#### Set exercise a:
Copy, word for word, everything in the listing below from the line containing "Check that every instance of the rusty" down to the last line of the listing. Include both the first and the last line.
*** Article
It is not sufficient to say that batting in one-day cricket is a completely different exercise. The field is indeed spread out, not claustrophobically close; the bowling, usually, does not include those lifting chest-high balls which can be the stock delivery of the most potent attacks, those of the Pakistanis and West Indians. But the bowling is not significantly less in speed for being in a one-day international.

So there has to be something else to account for the phenomenon that Hick averages 18 in Test cricket, and 38 in one-dayers before this game, and Fairbrother, in an even more gross disparity, 8 in Tests and 42 in the others. And the explanation has to be found, since both batsmen have been given winter contracts, with the clear implication that England are going to take them to India, in place of Allan Lamb, and - possibly - David Gower.

The secret, if it is one, is that Hick in internationals is entirely focused on the ball: he sees it, then reacts in his 'natural' way, although what is called natural in this context is actually highly conditioned. He is confident, and fluid of movement, his proper self.

In Tests, on the other hand, Hick is so manifestly full of apprehension that he is frozen rigid at the crease, and remains so until his release is merciful. He is worried about the consequences of another failure and the public and press reaction to such a failure, or else concerned about the adequacy of his technique, and the latest experiment he is making against the short ball. In one- dayers there is no time to worry, so Hick puts his front foot down the pitch and plays; in Tests he is anything but focused on the ball.

There may well be circumstances when Hick is exposed by the best of Test bowling, yet he should still score many more Test runs than he does. Fairbrother also has his technical deficiency: he stands up in the drive, and opens the face of his bat and hits the ball square, which is not a method to succeed against high pace. But again he could have done better than he has, if he had not been frozen with nerves, and he could still succeed in the Tests in India, given luck and - of course - the right mental approach.
******
#### Set exercise b:
Based on the cricket article above, is each of these statements true? Answer yes or no for each, and quote the words from the article that settle it. (i) Hick's Test average is 18. (ii) Fairbrother's Test average is higher than Hick's. (iii) The bowling in a one-day international is significantly slower.
*** Data entries
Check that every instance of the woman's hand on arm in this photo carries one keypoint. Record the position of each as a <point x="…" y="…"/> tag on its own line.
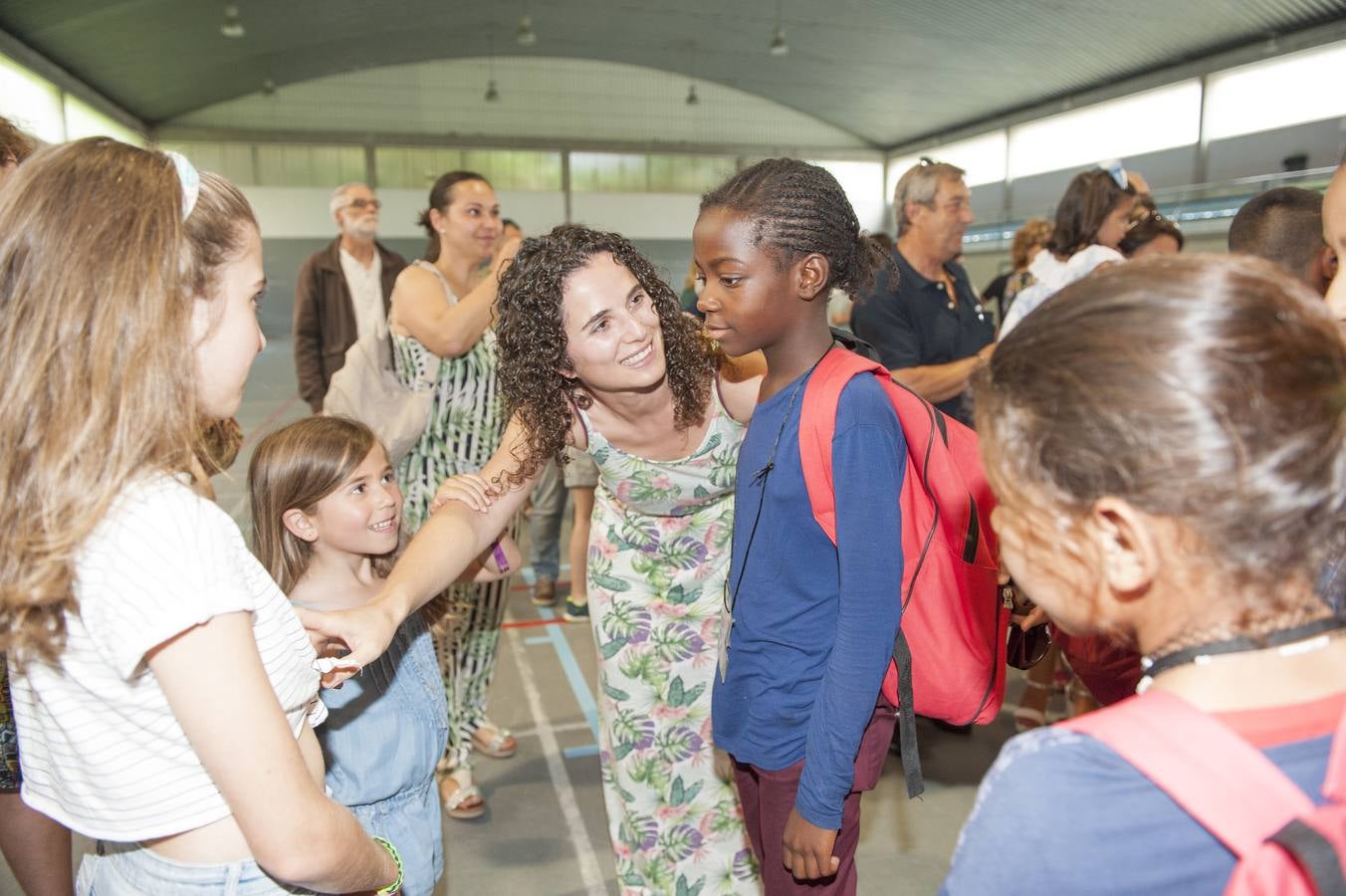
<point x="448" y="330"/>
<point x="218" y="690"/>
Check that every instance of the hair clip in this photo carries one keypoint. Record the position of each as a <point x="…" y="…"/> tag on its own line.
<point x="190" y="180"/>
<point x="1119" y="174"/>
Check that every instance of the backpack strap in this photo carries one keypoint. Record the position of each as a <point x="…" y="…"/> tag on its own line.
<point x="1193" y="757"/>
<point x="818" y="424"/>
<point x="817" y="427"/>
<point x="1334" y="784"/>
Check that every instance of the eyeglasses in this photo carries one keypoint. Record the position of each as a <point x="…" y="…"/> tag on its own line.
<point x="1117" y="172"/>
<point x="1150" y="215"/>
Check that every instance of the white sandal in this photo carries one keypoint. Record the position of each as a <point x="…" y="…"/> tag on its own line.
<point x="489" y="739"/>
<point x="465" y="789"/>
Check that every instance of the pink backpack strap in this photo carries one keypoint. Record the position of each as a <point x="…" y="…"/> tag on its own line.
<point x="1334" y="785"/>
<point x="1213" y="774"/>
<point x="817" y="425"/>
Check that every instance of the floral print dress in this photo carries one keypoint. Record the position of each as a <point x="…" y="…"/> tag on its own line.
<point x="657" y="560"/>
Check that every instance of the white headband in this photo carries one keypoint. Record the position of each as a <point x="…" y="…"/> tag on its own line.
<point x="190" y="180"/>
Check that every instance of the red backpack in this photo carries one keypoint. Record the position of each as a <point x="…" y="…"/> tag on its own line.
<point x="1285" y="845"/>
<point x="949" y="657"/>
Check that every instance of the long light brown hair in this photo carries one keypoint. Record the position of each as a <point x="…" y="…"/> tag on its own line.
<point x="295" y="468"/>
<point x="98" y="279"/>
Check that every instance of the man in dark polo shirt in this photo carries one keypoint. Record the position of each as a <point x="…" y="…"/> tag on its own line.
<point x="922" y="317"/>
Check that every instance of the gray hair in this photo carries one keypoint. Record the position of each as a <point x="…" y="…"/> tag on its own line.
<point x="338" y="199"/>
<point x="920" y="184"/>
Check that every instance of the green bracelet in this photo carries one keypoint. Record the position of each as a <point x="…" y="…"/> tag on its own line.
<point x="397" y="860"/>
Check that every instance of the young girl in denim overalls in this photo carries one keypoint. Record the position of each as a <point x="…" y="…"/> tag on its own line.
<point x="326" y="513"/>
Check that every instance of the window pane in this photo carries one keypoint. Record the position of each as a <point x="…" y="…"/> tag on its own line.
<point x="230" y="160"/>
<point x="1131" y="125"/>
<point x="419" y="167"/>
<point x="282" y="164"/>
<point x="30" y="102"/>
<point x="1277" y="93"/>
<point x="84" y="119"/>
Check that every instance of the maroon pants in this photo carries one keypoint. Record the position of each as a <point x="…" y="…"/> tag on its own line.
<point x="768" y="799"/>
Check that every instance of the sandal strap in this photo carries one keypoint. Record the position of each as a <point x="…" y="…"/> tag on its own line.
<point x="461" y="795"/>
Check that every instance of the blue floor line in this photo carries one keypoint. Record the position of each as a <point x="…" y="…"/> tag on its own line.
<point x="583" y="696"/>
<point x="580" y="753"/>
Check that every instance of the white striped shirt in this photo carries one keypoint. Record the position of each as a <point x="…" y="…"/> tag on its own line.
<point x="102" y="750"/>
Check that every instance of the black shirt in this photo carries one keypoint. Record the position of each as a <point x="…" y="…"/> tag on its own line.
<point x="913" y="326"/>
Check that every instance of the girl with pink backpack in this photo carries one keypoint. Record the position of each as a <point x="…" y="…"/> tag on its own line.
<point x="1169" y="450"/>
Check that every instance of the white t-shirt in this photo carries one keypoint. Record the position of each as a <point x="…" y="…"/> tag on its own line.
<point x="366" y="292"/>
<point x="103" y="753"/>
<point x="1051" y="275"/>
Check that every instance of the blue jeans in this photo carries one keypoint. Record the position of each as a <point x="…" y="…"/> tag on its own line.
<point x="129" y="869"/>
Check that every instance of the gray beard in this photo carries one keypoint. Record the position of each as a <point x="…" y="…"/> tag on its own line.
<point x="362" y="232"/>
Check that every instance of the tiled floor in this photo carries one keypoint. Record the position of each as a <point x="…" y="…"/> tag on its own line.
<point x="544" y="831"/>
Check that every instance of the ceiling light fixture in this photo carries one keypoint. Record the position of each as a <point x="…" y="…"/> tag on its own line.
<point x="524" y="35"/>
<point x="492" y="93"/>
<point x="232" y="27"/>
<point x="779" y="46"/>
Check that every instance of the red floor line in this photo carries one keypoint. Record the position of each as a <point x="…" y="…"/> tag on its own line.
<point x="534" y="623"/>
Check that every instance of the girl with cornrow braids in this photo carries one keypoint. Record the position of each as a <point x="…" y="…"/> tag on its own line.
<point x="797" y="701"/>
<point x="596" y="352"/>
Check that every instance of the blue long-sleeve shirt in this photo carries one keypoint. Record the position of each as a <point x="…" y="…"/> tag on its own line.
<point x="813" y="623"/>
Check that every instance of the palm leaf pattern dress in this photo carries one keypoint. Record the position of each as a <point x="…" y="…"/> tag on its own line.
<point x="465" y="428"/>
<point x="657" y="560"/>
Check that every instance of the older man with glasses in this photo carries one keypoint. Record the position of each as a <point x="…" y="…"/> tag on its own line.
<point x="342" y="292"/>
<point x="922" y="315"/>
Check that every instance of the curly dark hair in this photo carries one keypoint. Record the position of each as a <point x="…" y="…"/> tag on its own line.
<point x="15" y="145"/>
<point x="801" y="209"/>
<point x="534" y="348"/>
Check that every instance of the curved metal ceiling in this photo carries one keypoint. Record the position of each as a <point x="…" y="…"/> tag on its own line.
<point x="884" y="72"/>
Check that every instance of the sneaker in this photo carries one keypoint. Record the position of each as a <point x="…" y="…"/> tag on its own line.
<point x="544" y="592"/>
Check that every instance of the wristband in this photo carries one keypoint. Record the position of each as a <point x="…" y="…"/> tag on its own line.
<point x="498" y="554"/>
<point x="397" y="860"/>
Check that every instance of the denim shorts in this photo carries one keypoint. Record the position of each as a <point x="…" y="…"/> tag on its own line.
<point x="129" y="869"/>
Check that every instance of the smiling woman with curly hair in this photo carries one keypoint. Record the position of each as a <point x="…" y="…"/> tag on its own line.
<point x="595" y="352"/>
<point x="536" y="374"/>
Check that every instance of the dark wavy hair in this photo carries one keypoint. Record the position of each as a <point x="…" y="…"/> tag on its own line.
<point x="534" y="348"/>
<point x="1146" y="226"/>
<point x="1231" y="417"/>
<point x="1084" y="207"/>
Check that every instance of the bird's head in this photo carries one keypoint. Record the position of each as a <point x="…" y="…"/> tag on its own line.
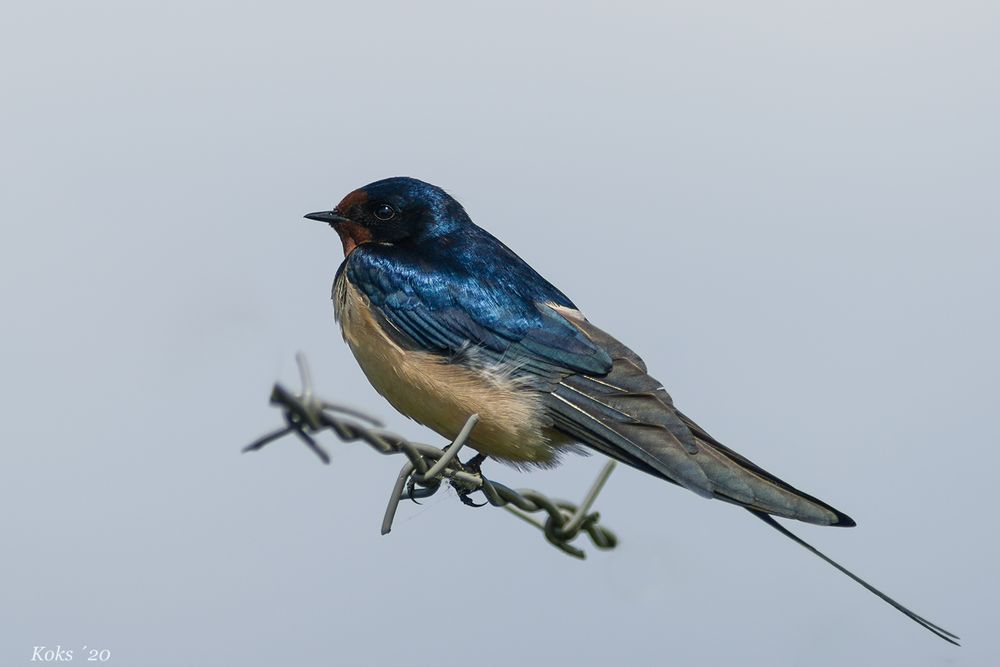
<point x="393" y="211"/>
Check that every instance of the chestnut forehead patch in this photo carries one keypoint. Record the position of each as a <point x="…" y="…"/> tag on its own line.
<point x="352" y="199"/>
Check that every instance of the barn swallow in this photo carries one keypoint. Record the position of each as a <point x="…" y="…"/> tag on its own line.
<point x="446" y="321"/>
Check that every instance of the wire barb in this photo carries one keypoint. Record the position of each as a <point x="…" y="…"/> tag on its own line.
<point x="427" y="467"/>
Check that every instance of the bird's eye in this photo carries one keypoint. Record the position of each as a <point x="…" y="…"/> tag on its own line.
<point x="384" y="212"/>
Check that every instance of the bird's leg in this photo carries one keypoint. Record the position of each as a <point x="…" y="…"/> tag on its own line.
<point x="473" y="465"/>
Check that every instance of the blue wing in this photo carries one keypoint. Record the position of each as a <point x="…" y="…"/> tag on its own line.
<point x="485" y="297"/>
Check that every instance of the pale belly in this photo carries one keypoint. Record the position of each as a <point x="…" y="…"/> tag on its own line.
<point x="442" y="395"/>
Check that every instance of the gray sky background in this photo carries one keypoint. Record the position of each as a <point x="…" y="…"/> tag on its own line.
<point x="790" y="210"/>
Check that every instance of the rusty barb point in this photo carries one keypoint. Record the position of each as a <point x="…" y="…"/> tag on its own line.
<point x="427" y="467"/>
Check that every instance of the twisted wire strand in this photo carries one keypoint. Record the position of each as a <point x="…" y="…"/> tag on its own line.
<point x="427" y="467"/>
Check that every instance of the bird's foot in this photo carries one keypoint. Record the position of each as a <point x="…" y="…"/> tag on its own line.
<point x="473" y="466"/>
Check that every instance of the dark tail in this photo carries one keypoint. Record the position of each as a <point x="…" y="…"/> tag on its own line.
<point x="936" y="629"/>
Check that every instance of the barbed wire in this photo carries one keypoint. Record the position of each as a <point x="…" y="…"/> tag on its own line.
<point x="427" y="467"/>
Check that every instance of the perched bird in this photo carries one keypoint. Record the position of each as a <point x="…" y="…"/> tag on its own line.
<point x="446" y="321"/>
******
#### Expected answer a:
Check that every instance of the rusty barb point in this photo carries one keypoint. Record the position of each as a <point x="…" y="…"/> tag on its own line.
<point x="427" y="467"/>
Check that every instance of the twisted wire strand in this photo carries one keypoint. Record the position of each as a <point x="…" y="…"/> tag on its own line.
<point x="427" y="467"/>
Check that every instance of the bird's foot in this photo carries one keypoint. Record the position of each as a <point x="…" y="…"/> tag on its own line.
<point x="473" y="466"/>
Check that every instance of the dark tail in this photo carries one keypoint. Record the position of each as a <point x="…" y="…"/> tag on its own line.
<point x="936" y="629"/>
Check that every instance of the barbed wire in this photo carries one keypoint. Record the position of each as a <point x="…" y="…"/> tag on its own line.
<point x="427" y="467"/>
Check that every instance of the perched bird in this photo carries one keypoint. Record the position of each as a <point x="…" y="…"/> tag on its own line.
<point x="446" y="321"/>

#### Expected answer b:
(i) Yes: "Hick averages 18 in Test cricket"
(ii) No: "Fairbrother, in an even more gross disparity, 8 in Tests and 42 in the others"
(iii) No: "But the bowling is not significantly less in speed for being in a one-day international."